==== Trecho do documento

[CINEMA] “Rainha”: Sabrina Fidalgo descolore o carnaval através do corpo feminino

[CINEMA] “Rainha”: Sabrina Fidalgo descolore o carnaval através do corpo feminino

Rainha” (2016), sexto curta-metragem escrito e dirigido por Sabrina Fidalgo, é uma epopeia pela jornada de uma mulher cujo maior sonho é se tornar Rainha de Bateria da Escola de Samba de sua comunidade. São raros os filmes brasileiros cujo fio condutor seja o Carnaval visto de uma perspectiva em que a mulher é a produtora de significados e não somente uma portadora de signos, um mero “produto” a ser consumido tanto pelos brasileiros, mas, principalmente, pelos estrangeiros.

========

A fazer
a) As afirmações abaixo concordam com o texto sobre o curta “Rainha”? Responda sim ou não a cada uma e cite literalmente as palavras do texto que decidem a resposta.
(i) “Rainha” é o sexto curta-metragem escrito e dirigido por Sabrina Fidalgo.
(ii) A protagonista sonha em se tornar porta-bandeira da escola de samba de sua comunidade.
(iii) Segundo o texto, são comuns os filmes brasileiros que mostram o Carnaval com a mulher como produtora de significados.
b) Como o texto sobre o curta “Rainha” prosseguiria? Estenda-o com um ou dois parágrafos, começando logo depois da última frase.

==== Dados extraídos

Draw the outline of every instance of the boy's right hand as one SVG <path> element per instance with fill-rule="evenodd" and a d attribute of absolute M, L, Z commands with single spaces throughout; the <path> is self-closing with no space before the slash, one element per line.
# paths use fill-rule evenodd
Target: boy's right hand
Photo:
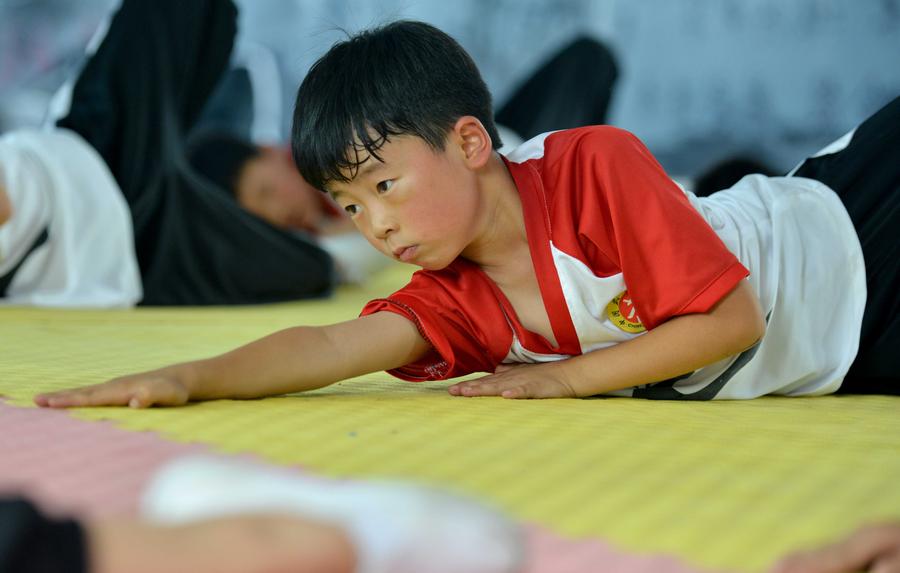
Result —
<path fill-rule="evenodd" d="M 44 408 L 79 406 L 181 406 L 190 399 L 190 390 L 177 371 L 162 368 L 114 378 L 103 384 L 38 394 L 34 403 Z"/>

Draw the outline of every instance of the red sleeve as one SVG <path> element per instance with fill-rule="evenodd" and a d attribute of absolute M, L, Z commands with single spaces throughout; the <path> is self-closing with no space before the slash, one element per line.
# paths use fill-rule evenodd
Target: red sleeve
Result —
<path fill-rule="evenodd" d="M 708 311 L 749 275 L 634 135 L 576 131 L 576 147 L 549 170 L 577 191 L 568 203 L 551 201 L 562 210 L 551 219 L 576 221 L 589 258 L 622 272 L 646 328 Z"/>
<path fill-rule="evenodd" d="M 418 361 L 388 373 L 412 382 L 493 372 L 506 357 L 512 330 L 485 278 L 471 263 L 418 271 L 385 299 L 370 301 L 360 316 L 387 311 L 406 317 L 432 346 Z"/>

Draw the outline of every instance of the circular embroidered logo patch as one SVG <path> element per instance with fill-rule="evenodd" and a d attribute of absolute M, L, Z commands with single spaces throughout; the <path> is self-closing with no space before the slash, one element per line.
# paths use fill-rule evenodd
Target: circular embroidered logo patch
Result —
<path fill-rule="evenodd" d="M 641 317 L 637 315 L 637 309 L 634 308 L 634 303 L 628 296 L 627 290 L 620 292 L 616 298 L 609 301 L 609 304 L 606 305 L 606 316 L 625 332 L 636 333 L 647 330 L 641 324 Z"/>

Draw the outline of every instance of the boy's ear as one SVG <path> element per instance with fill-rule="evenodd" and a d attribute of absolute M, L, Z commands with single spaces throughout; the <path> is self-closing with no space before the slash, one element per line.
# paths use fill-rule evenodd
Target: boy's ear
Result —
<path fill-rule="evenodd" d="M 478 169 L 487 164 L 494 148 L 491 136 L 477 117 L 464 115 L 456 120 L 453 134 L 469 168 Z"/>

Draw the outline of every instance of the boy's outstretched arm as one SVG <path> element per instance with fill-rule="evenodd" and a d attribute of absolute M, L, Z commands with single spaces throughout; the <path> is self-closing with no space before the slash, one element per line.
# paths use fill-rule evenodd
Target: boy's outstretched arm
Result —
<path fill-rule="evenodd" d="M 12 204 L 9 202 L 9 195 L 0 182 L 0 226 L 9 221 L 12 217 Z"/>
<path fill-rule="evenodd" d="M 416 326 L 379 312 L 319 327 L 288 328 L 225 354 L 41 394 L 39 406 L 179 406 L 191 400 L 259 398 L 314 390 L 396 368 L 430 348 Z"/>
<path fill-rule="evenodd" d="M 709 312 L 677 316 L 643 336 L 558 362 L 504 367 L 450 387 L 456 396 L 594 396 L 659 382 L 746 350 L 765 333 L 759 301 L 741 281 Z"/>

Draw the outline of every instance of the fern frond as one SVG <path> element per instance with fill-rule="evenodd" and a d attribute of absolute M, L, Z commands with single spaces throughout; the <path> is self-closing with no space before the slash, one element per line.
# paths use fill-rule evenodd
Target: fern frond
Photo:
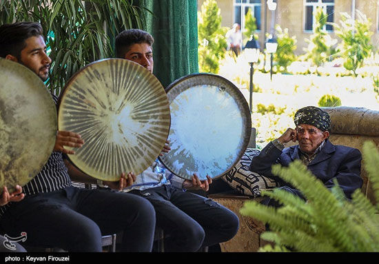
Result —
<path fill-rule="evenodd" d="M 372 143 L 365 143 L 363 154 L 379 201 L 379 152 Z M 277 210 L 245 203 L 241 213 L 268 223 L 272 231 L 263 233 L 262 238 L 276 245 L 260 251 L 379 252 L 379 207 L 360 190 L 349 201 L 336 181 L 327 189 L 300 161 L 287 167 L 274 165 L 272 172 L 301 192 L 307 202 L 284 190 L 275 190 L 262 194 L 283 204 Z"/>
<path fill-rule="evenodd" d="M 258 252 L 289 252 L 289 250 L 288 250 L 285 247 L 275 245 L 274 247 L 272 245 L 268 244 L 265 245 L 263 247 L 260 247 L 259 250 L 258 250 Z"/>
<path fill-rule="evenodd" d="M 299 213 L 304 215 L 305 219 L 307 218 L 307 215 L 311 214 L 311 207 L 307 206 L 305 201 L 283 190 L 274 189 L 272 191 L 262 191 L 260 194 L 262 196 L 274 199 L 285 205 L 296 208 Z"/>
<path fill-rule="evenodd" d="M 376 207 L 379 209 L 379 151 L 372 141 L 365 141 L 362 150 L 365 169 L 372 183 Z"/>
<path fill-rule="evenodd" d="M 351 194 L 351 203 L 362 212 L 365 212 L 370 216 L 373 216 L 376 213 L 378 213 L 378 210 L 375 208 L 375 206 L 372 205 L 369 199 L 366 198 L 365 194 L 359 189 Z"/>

========

Respostas
a)
(i) Sim: “sexto curta-metragem escrito e dirigido por Sabrina Fidalgo”.
(ii) Não: “cujo maior sonho é se tornar Rainha de Bateria da Escola de Samba de sua comunidade”.
(iii) Não: “São raros os filmes brasileiros cujo fio condutor seja o Carnaval visto de uma perspectiva em que a mulher é a produtora de significados”.

b)
Sem qualquer olhar exotizador, em “Rainha” vemos um roteiro que acompanha de perto as agruras e as angústias de uma mulher que malha rigorosamente corpo e mente em busca de um ideal de beleza sempre inatingível e que se vê, ano após ano, sendo derrotada por uma oponente que, dentro dos parâmetros imagéticos impostos pela mídia, estaria “acima do peso ideal”. São muitas as questões suscitadas pelo roteiro de “Rainha”. Esse embate pela performance corporal e a crítica a um culto ao corpo que aprisiona, demoniza e fetichiza as mulheres seria a chave mais fácil e evidente de apreensão. Mas o cinema de Sabrina Fidalgo nunca fica na superfície, apesar de costumeiramente lidar com temas relacionados ao cotidiano. Não é à toa que para fazer uma crítica social pungente às relações de raça e classe, Sabrina escreveu e dirigiu “Personal Vivator” (2014), uma ficção científica que tinha como principal embate as relações entre patroa e empregada doméstica, dominantes e dominados. Tema este muito espinhoso na sociedade brasileira que vive sob o véu de uma falsa democracia racial e que a diretora aborda através de uma sátira social com muitas camadas e densidade narrativa.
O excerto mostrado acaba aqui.